Passage provided:
** start **
Josiah Quincy in a letter to John Adams, dated September 22, 1775, proposed a plan for making the investment of Boston complete and so forcing the capitulation of the besieged British army. His proposal was to build five forts, three of them on Long Island, so placed as to command the channels of the harbor, including the narrows which were guarded by the enemy's men-of-war in Nantasket Roads; these ships could be driven out by the fire of the forts. He would then sink hulks in the narrows. No ships could thenceforth pass in or out and "both Seamen and Soldiers, if they don't escape by a timely Flight, must become Prisoners at Discretion." Quincy also thought that "Row Gallies must be our first mode of Defence by Sea." (Adams MSS.)

Near the eastern frontier of Maine, in a situation most exposed to British attack, lay the little seaport of Machias. The one staple of the town was lumber, and this the inhabitants exchanged at Boston for the various supplies they needed. In the spring of 1775 food was scarce, for the previous year's crops had failed. Consequently a petition, dated May 25, was sent to the General Court or Provincial Congress of Massachusetts at Watertown, begging for provisions and promising to send back lumber in return. News of the fight at Lexington and Concord had lately reached Machias and had stirred the patriotism of the people, who in spite of their isolated position, were in the main devoted to the provincial cause and had their committee of safety and correspondence. A committee of the General Court reported June 7 in favor of sending the provisions. Meanwhile Captain Ichabod Jones, a merchant engaged in trade with Machias, had proceeded from Boston to that place with two sloops, the Unity and the Polly, loaded with provisions and escorted by the armed schooner Margaretta under the command of Midshipman Moore of the British navy. They arrived June 2 and Jones took measures to procure a return cargo of lumber for the use of the British troops in Boston. As the only means of obtaining the much needed provisions it was voted in town meeting, notwithstanding the opposition of a large minority of staunch patriots, to allow Jones to take his lumber. He proceeded accordingly to distribute the provisions, but to those only who had voted in his favor. The patriots, under the lead of Benjamin Foster and Jeremiah O'Brien, were determined to prevent the shipping of the lumber to Boston. On Sunday, June 11, an unsuccessful attempt was made to capture Jones and the officers of the Margaretta while at church. They took the alarm and Jones fled to the woods, where he was taken some days later; the officers escaped to their vessel. Moore then threatened to bombard the town (Coll. Maine Hist. Soc., vi (April, 1895), 124-130.)
** end **
[Location identification entries]
** start **
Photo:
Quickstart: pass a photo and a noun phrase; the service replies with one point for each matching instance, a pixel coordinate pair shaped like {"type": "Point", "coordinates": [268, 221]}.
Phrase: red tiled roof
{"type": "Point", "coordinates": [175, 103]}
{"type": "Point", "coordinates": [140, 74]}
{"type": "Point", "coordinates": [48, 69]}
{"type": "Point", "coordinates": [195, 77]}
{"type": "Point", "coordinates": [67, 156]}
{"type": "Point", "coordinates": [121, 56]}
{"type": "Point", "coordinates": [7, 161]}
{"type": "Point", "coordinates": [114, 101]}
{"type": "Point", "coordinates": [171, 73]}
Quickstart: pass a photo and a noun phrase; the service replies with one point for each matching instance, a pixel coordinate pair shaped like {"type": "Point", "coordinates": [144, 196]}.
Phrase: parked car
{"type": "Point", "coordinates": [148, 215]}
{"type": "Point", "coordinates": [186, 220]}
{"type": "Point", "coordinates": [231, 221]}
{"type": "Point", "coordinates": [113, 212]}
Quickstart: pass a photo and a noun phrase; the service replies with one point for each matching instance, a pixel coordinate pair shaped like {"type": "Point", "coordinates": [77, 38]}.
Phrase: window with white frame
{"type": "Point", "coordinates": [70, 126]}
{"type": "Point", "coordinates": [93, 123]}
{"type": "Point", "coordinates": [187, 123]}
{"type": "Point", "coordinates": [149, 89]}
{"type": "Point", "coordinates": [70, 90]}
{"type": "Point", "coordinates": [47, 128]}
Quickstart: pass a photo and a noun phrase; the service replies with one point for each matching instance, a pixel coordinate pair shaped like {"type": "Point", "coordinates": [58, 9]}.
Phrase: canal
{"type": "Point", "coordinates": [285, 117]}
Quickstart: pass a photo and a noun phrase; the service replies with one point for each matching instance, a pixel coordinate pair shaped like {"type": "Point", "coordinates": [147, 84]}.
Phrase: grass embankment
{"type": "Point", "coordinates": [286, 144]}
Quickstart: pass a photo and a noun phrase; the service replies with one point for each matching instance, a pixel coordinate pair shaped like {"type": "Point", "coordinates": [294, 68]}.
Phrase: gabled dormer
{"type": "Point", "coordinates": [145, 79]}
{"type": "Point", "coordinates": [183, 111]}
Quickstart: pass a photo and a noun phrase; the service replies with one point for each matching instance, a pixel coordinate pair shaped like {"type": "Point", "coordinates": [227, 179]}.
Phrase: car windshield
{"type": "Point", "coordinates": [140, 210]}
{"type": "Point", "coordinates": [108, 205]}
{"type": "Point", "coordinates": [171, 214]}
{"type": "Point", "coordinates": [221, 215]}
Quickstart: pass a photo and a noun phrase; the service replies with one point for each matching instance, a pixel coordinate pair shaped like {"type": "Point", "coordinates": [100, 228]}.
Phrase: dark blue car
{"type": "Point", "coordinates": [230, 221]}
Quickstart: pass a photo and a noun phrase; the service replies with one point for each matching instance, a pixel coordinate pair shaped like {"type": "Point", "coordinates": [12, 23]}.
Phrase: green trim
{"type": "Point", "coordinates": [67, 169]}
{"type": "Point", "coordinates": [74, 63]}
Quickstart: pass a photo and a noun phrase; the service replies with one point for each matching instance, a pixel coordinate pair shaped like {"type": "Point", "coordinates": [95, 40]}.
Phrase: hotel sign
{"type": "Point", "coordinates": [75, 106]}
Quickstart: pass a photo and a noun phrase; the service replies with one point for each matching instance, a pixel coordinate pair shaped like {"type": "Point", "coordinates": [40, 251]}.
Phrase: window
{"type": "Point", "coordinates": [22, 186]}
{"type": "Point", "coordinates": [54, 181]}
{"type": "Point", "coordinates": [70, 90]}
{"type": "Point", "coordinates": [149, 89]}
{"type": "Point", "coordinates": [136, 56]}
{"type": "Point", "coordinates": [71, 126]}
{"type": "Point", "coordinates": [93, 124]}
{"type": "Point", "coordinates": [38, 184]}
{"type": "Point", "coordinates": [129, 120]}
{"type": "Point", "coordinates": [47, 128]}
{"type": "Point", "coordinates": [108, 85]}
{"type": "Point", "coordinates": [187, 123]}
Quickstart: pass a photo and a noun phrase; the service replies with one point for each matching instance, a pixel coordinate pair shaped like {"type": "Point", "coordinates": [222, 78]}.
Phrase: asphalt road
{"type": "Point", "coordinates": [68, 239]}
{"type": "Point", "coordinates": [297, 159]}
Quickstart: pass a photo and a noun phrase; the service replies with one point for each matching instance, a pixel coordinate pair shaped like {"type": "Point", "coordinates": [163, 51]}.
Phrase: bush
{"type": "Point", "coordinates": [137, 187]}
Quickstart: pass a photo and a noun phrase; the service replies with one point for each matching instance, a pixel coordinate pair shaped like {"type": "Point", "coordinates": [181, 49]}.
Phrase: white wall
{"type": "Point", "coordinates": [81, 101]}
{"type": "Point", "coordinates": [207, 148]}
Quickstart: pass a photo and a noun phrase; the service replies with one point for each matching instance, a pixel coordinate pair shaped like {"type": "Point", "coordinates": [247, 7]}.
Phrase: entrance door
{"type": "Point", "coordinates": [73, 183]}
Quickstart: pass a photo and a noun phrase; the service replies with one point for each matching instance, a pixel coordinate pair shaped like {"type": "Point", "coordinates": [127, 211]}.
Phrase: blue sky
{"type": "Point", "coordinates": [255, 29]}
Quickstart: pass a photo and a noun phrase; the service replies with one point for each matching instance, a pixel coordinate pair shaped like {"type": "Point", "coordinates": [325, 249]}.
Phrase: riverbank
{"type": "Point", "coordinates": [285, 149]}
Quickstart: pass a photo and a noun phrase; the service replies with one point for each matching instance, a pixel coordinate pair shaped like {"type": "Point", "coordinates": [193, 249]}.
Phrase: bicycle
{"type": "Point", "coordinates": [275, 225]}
** end **
** start **
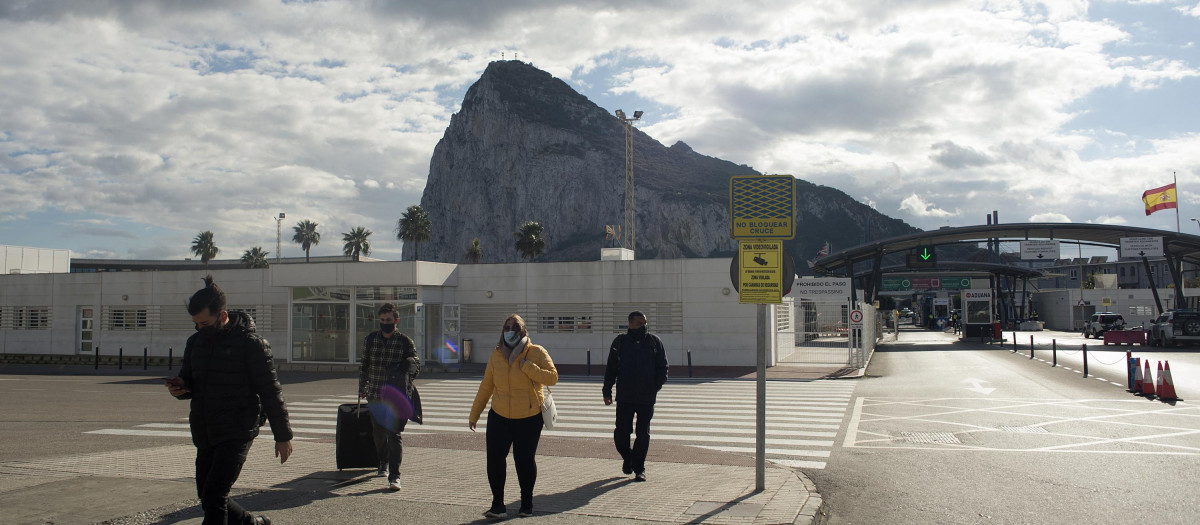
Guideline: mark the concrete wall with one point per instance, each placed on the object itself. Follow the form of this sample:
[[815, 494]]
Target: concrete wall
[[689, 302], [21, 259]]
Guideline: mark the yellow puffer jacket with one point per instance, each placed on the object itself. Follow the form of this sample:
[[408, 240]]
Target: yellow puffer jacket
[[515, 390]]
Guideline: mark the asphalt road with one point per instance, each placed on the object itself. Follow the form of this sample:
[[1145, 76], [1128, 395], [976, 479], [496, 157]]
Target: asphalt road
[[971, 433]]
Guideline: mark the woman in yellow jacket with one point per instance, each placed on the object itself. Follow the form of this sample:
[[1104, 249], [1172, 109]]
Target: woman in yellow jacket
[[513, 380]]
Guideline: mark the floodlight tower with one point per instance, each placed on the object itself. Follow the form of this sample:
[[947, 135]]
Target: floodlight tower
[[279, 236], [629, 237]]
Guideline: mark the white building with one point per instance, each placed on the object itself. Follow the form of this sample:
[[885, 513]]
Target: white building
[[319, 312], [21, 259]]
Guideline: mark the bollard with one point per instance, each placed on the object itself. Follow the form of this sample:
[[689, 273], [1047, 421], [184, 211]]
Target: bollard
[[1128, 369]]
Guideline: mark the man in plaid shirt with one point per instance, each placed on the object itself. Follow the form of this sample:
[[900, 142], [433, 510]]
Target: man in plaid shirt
** end **
** start **
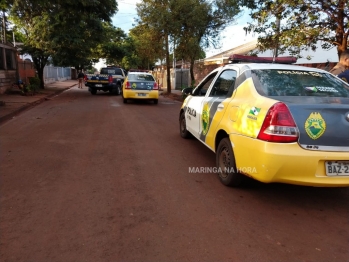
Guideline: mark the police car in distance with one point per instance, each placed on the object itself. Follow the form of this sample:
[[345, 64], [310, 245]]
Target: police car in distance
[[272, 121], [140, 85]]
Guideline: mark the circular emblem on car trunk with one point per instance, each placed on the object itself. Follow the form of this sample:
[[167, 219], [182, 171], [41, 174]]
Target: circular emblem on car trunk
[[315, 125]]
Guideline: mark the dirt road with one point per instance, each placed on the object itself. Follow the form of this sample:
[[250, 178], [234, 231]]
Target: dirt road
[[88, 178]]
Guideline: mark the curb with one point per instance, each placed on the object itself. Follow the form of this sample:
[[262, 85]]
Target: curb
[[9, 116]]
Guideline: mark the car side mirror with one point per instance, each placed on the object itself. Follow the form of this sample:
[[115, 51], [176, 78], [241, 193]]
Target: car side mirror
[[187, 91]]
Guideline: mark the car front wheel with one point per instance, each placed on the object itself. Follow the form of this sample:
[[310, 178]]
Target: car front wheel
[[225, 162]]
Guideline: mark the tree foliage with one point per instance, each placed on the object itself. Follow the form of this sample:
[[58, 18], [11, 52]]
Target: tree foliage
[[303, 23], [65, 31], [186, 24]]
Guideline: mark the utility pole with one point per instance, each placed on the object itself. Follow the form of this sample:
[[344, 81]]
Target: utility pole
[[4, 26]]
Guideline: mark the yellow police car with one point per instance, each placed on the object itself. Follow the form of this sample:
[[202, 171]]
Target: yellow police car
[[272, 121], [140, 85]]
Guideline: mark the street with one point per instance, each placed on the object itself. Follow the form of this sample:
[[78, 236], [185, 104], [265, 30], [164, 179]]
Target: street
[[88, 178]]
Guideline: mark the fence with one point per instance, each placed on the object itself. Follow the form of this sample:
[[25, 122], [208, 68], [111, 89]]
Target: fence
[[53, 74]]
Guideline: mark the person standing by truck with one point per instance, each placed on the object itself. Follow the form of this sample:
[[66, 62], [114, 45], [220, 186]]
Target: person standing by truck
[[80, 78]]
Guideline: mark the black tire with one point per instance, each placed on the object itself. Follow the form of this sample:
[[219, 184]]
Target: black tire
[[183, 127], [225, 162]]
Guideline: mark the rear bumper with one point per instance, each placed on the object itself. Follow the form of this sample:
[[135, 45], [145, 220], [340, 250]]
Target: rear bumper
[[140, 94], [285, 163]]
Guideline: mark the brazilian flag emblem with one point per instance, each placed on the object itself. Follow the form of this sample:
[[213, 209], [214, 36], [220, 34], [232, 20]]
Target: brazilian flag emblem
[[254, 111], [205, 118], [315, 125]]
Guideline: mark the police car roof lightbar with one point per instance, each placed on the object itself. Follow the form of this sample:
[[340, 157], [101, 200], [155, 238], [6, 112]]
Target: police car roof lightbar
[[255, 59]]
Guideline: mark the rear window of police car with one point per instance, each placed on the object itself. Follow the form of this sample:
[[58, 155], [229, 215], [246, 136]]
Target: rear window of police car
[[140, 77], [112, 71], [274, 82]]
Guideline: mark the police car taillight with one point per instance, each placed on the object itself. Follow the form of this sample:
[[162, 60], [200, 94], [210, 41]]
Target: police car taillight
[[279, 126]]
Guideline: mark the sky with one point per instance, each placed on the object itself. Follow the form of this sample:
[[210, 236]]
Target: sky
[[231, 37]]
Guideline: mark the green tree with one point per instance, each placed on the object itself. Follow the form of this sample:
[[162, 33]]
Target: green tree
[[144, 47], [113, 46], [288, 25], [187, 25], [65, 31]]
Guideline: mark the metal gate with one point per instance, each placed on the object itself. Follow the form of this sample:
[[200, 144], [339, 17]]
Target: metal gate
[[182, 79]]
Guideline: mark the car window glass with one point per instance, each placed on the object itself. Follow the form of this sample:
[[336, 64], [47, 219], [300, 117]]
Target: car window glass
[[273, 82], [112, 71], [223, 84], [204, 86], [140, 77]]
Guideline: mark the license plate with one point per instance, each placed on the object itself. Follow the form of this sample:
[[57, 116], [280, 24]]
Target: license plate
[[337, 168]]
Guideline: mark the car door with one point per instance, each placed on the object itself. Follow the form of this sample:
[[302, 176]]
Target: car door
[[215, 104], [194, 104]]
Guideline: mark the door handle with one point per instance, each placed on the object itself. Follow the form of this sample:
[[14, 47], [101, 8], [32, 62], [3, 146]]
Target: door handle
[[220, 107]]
** end **
Work to complete:
In the passage about Boston and Machias in 1775, what were the names of the two sloops Captain Ichabod Jones brought to Machias?

Output for this task:
The Unity and the Polly.